(Extracted data entries)
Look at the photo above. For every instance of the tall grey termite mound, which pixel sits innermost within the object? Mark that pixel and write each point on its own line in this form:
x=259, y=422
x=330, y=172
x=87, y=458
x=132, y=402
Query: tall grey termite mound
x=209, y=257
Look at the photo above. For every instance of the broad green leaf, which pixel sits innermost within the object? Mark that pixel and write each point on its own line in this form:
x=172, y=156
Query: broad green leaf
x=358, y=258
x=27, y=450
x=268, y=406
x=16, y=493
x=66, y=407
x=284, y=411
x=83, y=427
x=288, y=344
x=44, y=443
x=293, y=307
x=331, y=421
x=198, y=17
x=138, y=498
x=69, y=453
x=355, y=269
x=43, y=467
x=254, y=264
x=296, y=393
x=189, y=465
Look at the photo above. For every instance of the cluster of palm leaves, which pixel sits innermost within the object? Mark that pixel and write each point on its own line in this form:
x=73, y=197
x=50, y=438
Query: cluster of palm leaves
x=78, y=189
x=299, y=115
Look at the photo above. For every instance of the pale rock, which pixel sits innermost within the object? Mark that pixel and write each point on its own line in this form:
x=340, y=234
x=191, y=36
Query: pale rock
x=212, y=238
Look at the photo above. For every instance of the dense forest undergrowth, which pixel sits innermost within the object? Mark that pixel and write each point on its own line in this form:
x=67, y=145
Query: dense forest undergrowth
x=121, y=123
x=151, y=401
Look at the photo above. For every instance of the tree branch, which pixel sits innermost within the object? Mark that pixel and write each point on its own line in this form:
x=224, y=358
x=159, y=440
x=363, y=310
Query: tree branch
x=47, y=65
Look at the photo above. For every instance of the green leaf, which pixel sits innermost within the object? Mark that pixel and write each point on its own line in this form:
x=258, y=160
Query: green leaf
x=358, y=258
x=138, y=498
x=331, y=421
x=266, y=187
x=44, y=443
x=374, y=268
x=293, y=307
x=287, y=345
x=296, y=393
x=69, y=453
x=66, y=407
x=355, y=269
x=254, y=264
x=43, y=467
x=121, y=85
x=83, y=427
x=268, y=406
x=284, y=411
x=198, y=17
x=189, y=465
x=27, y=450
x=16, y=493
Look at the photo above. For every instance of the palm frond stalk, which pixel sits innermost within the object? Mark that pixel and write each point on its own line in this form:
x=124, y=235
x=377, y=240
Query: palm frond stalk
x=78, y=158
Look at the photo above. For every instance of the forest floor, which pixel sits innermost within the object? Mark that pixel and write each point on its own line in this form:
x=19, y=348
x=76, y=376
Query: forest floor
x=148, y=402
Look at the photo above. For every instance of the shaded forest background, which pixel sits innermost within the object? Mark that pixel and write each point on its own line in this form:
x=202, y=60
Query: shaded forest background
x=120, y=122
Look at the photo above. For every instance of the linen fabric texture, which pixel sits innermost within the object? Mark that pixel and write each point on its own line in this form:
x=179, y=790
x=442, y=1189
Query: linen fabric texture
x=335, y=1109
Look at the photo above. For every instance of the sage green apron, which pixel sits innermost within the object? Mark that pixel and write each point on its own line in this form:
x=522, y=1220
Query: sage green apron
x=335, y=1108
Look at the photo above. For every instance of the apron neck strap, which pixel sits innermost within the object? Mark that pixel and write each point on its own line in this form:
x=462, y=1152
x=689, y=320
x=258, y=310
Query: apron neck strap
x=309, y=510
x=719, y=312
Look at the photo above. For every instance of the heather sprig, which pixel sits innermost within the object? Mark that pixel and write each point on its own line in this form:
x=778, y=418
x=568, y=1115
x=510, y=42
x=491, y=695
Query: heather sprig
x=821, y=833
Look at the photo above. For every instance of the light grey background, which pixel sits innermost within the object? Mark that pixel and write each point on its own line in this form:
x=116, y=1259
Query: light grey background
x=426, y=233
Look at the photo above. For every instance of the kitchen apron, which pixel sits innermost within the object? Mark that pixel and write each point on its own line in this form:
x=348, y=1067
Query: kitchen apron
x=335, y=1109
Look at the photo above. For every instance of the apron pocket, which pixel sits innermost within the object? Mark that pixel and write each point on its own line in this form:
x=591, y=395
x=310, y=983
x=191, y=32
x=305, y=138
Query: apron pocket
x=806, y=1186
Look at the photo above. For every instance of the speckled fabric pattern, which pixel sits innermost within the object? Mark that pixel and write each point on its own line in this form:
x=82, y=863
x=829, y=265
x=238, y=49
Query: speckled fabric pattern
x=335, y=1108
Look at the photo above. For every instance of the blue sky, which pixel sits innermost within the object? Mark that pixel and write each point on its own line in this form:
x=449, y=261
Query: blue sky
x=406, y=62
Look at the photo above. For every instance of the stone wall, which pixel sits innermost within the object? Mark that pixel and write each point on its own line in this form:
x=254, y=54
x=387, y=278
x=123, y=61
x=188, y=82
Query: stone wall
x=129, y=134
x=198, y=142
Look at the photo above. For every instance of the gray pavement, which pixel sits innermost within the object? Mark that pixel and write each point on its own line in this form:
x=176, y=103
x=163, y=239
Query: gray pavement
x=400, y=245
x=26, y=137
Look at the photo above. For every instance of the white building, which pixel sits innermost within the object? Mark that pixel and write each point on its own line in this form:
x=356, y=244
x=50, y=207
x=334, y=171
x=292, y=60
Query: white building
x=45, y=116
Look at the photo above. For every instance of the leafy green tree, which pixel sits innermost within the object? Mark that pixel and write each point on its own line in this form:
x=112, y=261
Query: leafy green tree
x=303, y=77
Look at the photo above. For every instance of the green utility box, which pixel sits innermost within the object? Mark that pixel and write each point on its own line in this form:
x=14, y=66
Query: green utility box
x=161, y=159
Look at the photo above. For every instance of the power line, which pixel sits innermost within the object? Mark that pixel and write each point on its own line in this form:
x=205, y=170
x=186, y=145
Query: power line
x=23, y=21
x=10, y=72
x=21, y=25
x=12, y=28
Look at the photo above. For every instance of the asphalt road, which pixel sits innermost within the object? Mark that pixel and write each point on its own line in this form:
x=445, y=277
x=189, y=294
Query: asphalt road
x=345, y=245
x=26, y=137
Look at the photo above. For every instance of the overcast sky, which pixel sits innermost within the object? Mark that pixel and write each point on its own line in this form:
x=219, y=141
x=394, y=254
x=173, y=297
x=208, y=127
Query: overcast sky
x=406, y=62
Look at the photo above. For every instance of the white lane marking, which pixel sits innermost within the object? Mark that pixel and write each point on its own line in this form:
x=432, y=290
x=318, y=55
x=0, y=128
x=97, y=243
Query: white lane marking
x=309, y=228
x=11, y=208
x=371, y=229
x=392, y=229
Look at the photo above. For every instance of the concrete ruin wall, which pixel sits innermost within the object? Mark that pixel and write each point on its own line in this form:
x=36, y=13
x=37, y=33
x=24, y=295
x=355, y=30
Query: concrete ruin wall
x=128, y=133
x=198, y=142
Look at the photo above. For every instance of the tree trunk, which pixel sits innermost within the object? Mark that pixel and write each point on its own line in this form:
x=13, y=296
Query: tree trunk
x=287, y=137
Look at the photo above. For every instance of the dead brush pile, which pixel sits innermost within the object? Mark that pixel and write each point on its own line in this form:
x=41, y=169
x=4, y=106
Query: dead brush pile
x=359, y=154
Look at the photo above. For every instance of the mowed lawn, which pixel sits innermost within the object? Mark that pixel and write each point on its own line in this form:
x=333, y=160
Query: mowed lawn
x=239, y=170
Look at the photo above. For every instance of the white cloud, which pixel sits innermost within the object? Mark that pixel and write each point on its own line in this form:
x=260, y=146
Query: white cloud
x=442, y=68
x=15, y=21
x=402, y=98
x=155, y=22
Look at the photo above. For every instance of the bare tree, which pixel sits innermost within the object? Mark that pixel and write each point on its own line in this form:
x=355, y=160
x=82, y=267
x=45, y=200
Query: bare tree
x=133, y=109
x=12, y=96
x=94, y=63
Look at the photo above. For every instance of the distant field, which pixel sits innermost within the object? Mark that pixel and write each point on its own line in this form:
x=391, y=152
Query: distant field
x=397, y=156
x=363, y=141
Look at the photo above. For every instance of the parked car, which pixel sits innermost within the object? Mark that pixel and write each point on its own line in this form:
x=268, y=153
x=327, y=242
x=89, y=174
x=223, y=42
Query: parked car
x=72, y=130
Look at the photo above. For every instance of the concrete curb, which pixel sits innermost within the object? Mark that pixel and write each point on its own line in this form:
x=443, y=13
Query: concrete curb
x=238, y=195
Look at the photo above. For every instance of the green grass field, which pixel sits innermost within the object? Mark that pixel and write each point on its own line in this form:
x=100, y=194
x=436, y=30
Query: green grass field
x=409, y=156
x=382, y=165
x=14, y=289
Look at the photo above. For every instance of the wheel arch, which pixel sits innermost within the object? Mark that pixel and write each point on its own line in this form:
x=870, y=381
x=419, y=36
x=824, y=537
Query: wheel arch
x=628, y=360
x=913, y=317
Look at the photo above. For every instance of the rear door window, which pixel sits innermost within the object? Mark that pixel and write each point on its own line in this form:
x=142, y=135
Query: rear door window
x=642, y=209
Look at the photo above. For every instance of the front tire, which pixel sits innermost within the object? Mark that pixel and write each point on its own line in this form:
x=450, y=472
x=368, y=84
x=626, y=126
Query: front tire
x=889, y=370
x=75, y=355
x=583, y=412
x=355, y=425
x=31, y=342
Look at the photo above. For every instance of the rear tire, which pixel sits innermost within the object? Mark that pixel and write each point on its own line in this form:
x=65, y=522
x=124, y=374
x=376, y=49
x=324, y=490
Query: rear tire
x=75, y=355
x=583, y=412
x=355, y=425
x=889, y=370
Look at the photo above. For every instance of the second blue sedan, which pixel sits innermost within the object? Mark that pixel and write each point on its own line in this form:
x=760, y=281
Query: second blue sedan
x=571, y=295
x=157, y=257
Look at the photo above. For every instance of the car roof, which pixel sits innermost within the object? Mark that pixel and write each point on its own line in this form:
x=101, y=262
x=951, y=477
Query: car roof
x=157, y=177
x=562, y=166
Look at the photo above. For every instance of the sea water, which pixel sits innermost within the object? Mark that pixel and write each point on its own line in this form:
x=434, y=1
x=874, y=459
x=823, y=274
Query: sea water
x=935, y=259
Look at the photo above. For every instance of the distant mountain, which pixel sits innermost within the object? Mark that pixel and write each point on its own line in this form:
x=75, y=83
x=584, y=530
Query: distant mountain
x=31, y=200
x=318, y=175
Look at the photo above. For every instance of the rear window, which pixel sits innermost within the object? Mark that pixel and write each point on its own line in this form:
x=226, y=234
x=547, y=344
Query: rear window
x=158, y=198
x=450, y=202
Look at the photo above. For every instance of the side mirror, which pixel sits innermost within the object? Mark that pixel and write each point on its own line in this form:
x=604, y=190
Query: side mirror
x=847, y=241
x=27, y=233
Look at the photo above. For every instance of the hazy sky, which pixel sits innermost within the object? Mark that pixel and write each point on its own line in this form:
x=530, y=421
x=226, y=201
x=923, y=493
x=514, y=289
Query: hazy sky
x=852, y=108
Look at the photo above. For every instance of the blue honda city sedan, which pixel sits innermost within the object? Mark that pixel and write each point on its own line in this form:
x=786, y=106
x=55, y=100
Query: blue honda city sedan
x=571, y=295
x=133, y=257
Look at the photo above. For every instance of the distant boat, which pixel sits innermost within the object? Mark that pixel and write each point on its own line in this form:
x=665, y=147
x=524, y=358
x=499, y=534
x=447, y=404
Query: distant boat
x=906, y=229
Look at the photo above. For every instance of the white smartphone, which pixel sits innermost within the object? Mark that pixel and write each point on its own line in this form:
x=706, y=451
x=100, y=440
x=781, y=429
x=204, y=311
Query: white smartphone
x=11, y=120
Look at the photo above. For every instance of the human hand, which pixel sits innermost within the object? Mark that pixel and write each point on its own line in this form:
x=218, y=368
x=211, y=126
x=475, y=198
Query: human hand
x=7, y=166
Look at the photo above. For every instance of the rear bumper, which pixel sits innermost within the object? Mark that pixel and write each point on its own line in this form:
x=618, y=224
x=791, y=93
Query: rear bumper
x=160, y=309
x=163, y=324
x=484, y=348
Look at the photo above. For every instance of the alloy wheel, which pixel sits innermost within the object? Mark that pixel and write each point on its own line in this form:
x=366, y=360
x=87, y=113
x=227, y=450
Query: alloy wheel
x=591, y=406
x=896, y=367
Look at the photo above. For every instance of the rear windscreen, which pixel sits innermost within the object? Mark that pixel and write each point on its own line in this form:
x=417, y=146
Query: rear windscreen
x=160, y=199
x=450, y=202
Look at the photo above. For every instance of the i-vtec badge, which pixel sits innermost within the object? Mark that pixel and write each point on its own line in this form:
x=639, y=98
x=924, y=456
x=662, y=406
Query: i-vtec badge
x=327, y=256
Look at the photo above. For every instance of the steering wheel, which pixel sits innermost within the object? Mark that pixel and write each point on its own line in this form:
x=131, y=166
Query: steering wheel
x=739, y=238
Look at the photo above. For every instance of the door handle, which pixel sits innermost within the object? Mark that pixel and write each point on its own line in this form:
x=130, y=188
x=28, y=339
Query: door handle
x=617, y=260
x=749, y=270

What you have to do: Render the material from the line containing "Look at the photo above. For every instance of the second" through the line containing "x=318, y=175" as a Markdown table with the columns Row and Line, numbering each row and omitting blank lines.

Finished answer:
| Row | Line |
|---|---|
| 1 | Look at the photo above. For every instance of the second blue sedan, which pixel sits innermost within the object? Mark that pixel and write each point on its own line in this form: |
| 2 | x=760, y=281 |
| 3 | Query: second blue sedan |
| 4 | x=571, y=295 |
| 5 | x=157, y=257 |
| 6 | Look at the photo above. For every instance of the car roof, which pixel sits innermost within the object? Mark that pixel and write each point on its own line in this form: |
| 7 | x=101, y=262 |
| 8 | x=951, y=477 |
| 9 | Query: car roof |
| 10 | x=157, y=177 |
| 11 | x=562, y=166 |
| 12 | Look at the photo above. For every instance of the sea water, which pixel sits innermost within the object? Mark that pixel and write each point on its own line in this form: |
| 13 | x=434, y=1 |
| 14 | x=874, y=459 |
| 15 | x=823, y=274 |
| 16 | Query: sea water |
| 17 | x=935, y=259 |
| 18 | Look at the photo above. For every instance of the distant mountain, which pixel sits innermost within the object? Mark that pixel and write each point on its own line in this form: |
| 19 | x=75, y=83 |
| 20 | x=584, y=530 |
| 21 | Query: distant mountain |
| 22 | x=31, y=200 |
| 23 | x=318, y=175 |